# Problem to solve
Format every one of the records below as a Markdown table with the columns "Row" and "Line", giving each line its own numbered row and skipping blank lines. Leave the pictures out.

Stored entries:
········

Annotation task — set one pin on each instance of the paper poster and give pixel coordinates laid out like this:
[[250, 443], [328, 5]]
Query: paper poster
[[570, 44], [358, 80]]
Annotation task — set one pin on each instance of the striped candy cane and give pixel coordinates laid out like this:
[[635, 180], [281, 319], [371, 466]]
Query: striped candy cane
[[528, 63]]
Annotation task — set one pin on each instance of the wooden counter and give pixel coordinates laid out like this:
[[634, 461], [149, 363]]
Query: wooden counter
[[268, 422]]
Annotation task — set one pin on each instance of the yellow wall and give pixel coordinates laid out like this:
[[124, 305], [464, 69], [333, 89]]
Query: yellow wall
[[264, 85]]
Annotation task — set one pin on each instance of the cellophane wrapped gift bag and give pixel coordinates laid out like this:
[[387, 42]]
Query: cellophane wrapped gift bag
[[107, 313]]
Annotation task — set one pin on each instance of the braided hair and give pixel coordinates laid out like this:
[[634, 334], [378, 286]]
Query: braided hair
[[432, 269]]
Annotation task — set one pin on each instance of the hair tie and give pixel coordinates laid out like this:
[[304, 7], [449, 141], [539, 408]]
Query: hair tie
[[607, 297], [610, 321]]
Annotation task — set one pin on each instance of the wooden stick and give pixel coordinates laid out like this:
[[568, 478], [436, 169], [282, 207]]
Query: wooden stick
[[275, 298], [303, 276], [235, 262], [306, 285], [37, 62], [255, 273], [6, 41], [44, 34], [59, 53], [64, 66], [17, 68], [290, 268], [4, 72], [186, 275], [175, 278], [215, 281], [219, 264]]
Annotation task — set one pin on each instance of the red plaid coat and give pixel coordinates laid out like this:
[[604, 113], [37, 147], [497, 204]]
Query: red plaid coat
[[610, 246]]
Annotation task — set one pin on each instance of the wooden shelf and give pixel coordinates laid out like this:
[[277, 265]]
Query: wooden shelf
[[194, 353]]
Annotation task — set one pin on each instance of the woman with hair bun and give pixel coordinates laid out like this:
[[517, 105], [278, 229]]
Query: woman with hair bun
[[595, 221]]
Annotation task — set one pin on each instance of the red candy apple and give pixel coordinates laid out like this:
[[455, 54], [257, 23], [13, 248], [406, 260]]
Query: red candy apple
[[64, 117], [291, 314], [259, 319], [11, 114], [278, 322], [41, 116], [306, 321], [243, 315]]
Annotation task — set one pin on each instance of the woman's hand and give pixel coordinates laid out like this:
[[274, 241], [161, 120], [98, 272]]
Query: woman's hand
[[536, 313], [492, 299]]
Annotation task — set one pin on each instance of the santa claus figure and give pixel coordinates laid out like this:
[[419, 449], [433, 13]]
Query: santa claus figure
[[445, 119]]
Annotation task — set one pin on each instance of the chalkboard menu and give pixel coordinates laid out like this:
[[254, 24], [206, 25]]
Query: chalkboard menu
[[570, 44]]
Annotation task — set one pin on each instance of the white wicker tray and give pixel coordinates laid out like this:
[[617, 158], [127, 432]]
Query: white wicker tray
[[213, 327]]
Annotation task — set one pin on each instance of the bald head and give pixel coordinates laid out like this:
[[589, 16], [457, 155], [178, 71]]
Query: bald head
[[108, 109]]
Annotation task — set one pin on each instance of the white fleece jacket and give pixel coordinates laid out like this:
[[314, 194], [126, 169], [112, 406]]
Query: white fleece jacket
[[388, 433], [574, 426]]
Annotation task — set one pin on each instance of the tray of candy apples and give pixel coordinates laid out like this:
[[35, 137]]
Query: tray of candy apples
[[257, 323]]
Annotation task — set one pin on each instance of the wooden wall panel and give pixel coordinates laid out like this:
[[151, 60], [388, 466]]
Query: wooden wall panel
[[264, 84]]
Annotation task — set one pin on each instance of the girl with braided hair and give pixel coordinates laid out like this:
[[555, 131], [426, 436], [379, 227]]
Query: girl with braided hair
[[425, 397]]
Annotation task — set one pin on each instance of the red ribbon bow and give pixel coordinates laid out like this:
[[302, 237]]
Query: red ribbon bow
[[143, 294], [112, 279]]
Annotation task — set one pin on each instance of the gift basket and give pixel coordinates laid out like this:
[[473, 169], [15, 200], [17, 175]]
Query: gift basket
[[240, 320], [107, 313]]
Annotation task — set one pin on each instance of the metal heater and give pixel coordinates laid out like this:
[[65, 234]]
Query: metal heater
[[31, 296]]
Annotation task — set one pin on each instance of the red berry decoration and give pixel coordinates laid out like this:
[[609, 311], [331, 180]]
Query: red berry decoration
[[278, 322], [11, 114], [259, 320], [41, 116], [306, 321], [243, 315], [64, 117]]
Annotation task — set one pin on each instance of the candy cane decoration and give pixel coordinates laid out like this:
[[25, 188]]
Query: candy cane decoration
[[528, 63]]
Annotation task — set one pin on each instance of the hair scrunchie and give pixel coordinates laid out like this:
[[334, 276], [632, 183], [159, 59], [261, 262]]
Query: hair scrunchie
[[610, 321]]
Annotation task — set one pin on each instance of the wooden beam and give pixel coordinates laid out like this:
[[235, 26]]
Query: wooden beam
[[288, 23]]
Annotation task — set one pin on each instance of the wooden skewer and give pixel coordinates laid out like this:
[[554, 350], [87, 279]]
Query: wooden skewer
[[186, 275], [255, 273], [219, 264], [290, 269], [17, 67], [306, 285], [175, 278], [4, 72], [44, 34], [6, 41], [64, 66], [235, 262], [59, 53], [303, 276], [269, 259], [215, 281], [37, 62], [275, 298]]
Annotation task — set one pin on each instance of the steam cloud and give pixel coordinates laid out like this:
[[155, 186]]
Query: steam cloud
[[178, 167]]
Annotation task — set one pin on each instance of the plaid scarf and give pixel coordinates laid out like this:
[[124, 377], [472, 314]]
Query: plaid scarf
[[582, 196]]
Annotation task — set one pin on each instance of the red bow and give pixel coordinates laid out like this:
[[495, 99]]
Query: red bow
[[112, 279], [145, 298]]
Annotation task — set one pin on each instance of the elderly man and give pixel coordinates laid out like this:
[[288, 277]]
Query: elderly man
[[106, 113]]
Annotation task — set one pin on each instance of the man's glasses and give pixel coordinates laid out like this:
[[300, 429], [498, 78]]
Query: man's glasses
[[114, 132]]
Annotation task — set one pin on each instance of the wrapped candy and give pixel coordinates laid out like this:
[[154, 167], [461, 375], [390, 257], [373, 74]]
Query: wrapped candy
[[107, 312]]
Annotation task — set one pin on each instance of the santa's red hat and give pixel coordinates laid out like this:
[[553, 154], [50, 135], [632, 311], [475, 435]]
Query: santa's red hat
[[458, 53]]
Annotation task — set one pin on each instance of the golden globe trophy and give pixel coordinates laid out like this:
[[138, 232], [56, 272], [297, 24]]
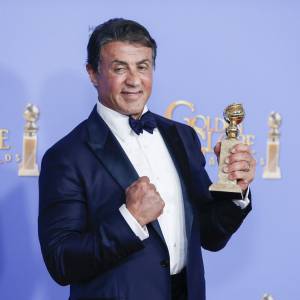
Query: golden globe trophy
[[272, 169], [28, 166], [233, 115]]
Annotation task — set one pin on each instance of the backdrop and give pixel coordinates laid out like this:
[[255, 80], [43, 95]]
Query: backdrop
[[210, 53]]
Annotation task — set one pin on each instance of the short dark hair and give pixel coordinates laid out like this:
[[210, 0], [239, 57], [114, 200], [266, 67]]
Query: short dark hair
[[118, 30]]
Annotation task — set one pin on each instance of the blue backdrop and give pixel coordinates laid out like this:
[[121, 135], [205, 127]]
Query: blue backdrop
[[210, 53]]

········

# Solution below
| Row | Line |
|---|---|
| 1 | Annotation task — set one pin on each instance of the paper poster and give pixel coordinates laid out like this: |
| 2 | [[250, 443], [328, 5]] |
| 3 | Query: paper poster |
| 4 | [[570, 44], [358, 80]] |
| 5 | Annotation task — set one pin on each instance of the striped candy cane and give pixel coordinates laid out like this: |
| 6 | [[635, 180], [281, 319], [371, 466]] |
| 7 | Query: striped candy cane |
| 8 | [[528, 63]] |
| 9 | Annotation task — set one pin on each instance of the wooden counter and give pixel coordinates laid out like this: |
| 10 | [[634, 461], [149, 363]] |
| 11 | Query: wooden counter |
| 12 | [[268, 422]] |
| 13 | Annotation task — set one pin on each instance of the yellow wall and give pixel coordinates laid out like this: |
| 14 | [[124, 305], [464, 69], [333, 89]] |
| 15 | Query: yellow wall |
| 16 | [[264, 85]] |
| 17 | Annotation task — set one pin on each instance of the cellophane wrapped gift bag and give pixel coordinates laid out like this: |
| 18 | [[387, 42]] |
| 19 | Query: cellophane wrapped gift bag |
| 20 | [[107, 313]] |
| 21 | Annotation task — set one pin on each instance of the braided hair and give pixel coordinates laid out like this: |
| 22 | [[634, 334], [378, 286]] |
| 23 | Query: braided hair |
| 24 | [[432, 269]] |
| 25 | Annotation task — set one pin on each instance of the hair tie and give pixel coordinates laid out like this: |
| 26 | [[304, 7], [449, 141], [539, 408]] |
| 27 | Query: hair tie |
| 28 | [[607, 297], [610, 321]] |
| 29 | Annotation task — set one pin on each instance of the wooden stick and give pixel coordinates laid out like this: |
| 30 | [[568, 478], [436, 169], [282, 207]] |
| 31 | Query: wooden stick |
| 32 | [[275, 298], [303, 276], [235, 262], [306, 285], [37, 62], [255, 273], [6, 41], [44, 34], [59, 53], [64, 66], [17, 68], [290, 268], [4, 72], [186, 275], [175, 278], [215, 281], [219, 264]] |
| 33 | Annotation task — set one pin on each instance of the red plaid coat and give pixel coordinates laid out like this: |
| 34 | [[604, 113], [37, 147], [497, 204]] |
| 35 | Query: red plaid coat |
| 36 | [[610, 246]] |
| 37 | Annotation task — set one pin on each instance of the wooden shelf and give pixel coordinates laid out like this: |
| 38 | [[277, 265]] |
| 39 | Query: wooden shelf |
| 40 | [[194, 353]] |
| 41 | Annotation task — set one pin on each instance of the woman with hair bun and give pixel coordinates laid out like this: |
| 42 | [[517, 105], [278, 229]] |
| 43 | Query: woman with hair bun |
| 44 | [[595, 221]] |
| 45 | Annotation task — set one pin on each instance of the red candy apple and give pixel coordinates laid out like this: |
| 46 | [[455, 54], [257, 23], [13, 248], [406, 260]] |
| 47 | Query: red candy apple |
| 48 | [[64, 117], [291, 314], [259, 319], [11, 114], [278, 322], [41, 116], [306, 321], [243, 315]] |
| 49 | Annotation task — set one pin on each instance of the woman's hand and give pixel coordinates laid out like this: |
| 50 | [[274, 241], [161, 120], [98, 272]] |
| 51 | Query: woman's hand |
| 52 | [[536, 313], [492, 299]] |
| 53 | Annotation task — set one pin on each instance of the santa claus figure and give pixel coordinates laid out like this: |
| 54 | [[419, 449], [433, 13]] |
| 55 | Query: santa claus figure |
| 56 | [[445, 119]] |
| 57 | Annotation task — set one pin on each instance of the chalkboard menu and give pixel coordinates laid out like this: |
| 58 | [[254, 24], [206, 25]] |
| 59 | Query: chalkboard menu |
| 60 | [[570, 44]] |
| 61 | Annotation task — set one pin on each instance of the white wicker tray and give pixel coordinates laid out like this: |
| 62 | [[617, 158], [127, 432]] |
| 63 | Query: white wicker tray |
| 64 | [[213, 327]] |
| 65 | Annotation task — set one pin on each instance of the bald head and give pixel coordinates laid out like this: |
| 66 | [[589, 16], [457, 155], [178, 71]] |
| 67 | Query: bald head |
| 68 | [[108, 109]] |
| 69 | Annotation task — set one pin on each instance of the white fleece jacket and give pixel coordinates laid out like this: |
| 70 | [[314, 194], [126, 169], [112, 406]] |
| 71 | Query: white fleece jacket |
| 72 | [[388, 433], [574, 426]] |
| 73 | Annotation task — set one pin on each instance of the tray of candy apples and give pixel coordinates laid out like this: |
| 74 | [[35, 137]] |
| 75 | Query: tray of candy apples |
| 76 | [[257, 323]] |
| 77 | Annotation task — set one pin on each instance of the wooden wall panel and give pixel coordinates laid out like this: |
| 78 | [[151, 60], [388, 466]] |
| 79 | Query: wooden wall panel |
| 80 | [[264, 84]] |
| 81 | Annotation task — set one pin on each instance of the girl with braided hair and give pixel coordinates laid out like this: |
| 82 | [[555, 131], [426, 436], [379, 227]] |
| 83 | Query: girl with braided hair |
| 84 | [[425, 397]] |
| 85 | Annotation task — set one pin on each instance of the red ribbon bow and give pixel coordinates laid out like this: |
| 86 | [[302, 237]] |
| 87 | Query: red ribbon bow |
| 88 | [[143, 294], [112, 279]] |
| 89 | Annotation task — set one pin on each instance of the gift basket and give pixel coordinates laid out like this: |
| 90 | [[473, 169], [15, 200], [17, 175]] |
| 91 | Query: gift basket |
| 92 | [[240, 320], [107, 313]] |
| 93 | Annotation task — set one pin on each instance of the metal heater and give pixel coordinates laid out like this: |
| 94 | [[65, 234]] |
| 95 | Query: metal heater |
| 96 | [[31, 296]] |
| 97 | Annotation task — set one pin on each instance of the red berry decoration and give pixel coordinates laid out like this: |
| 98 | [[609, 311], [331, 180]] |
| 99 | Query: red berry decoration |
| 100 | [[278, 322], [11, 114], [259, 320], [41, 116], [306, 321], [243, 315], [64, 117]] |
| 101 | Annotation task — set one pin on each instance of the candy cane decoration and give pixel coordinates laid out like this: |
| 102 | [[25, 188]] |
| 103 | Query: candy cane decoration |
| 104 | [[528, 63]] |
| 105 | Annotation task — set one pin on each instance of the hair scrunchie and give pixel coordinates laid out like this: |
| 106 | [[334, 276], [632, 183], [159, 59], [261, 262]] |
| 107 | Query: hair scrunchie |
| 108 | [[610, 321]] |
| 109 | Annotation task — set one pin on each instance of the wooden beam and give pixel coordinates laid out like this: |
| 110 | [[235, 26]] |
| 111 | Query: wooden beam |
| 112 | [[288, 23]] |
| 113 | Annotation task — set one pin on each instance of the wooden skewer and give pixel coordinates laid out like this: |
| 114 | [[554, 350], [87, 279]] |
| 115 | Query: wooden skewer |
| 116 | [[186, 275], [255, 273], [219, 264], [290, 269], [17, 67], [306, 285], [175, 278], [4, 72], [44, 34], [6, 41], [64, 66], [235, 262], [59, 53], [303, 276], [269, 259], [215, 281], [37, 62], [275, 298]] |
| 117 | Annotation task — set one pin on each instance of the steam cloud and give pixel coordinates laid out like this: |
| 118 | [[155, 186]] |
| 119 | Query: steam cloud |
| 120 | [[178, 167]] |
| 121 | Annotation task — set one pin on each instance of the plaid scarf and give pixel coordinates laid out like this: |
| 122 | [[124, 377], [472, 314]] |
| 123 | Query: plaid scarf |
| 124 | [[582, 196]] |
| 125 | Annotation task — set one pin on each instance of the red bow and give pixel coordinates laid out like this: |
| 126 | [[495, 99]] |
| 127 | Query: red bow |
| 128 | [[112, 279], [145, 298]] |
| 129 | Annotation task — set one pin on each instance of the elderly man and give pixel coordinates laid out like this: |
| 130 | [[288, 277]] |
| 131 | Query: elderly man |
| 132 | [[106, 113]] |
| 133 | Annotation task — set one pin on each instance of the man's glasses and give pixel coordinates laid out like this: |
| 134 | [[300, 429], [498, 78]] |
| 135 | Query: man's glasses |
| 136 | [[114, 132]] |
| 137 | Annotation task — set one pin on each instance of the wrapped candy and give pixel coordinates laid out like this: |
| 138 | [[154, 167], [461, 375], [390, 257], [373, 74]] |
| 139 | Query: wrapped candy |
| 140 | [[107, 312]] |
| 141 | Annotation task — set one pin on each instance of the santa's red hat and give pixel coordinates laid out like this: |
| 142 | [[553, 154], [50, 135], [632, 311], [475, 435]] |
| 143 | Query: santa's red hat |
| 144 | [[458, 53]] |
| 145 | Annotation task — set one pin on each instance of the golden globe trophy and give pixel coordinates laid out like this: |
| 146 | [[138, 232], [56, 272], [297, 24]] |
| 147 | Query: golden globe trophy |
| 148 | [[272, 169], [28, 166], [233, 115]] |
| 149 | Annotation task — set one pin on each instance of the backdrop and give pixel coordinates laid out like this: |
| 150 | [[255, 80], [43, 95]] |
| 151 | Query: backdrop |
| 152 | [[210, 53]] |
| 153 | Annotation task — set one pin on each instance of the short dark hair and give pixel coordinates laid out like this: |
| 154 | [[210, 0], [239, 57], [114, 200], [266, 67]] |
| 155 | Query: short dark hair |
| 156 | [[118, 30]] |
| 157 | Annotation task — set one pin on each instance of the blue backdrop and give pixel coordinates laid out like this: |
| 158 | [[121, 135], [205, 127]] |
| 159 | Query: blue backdrop |
| 160 | [[210, 53]] |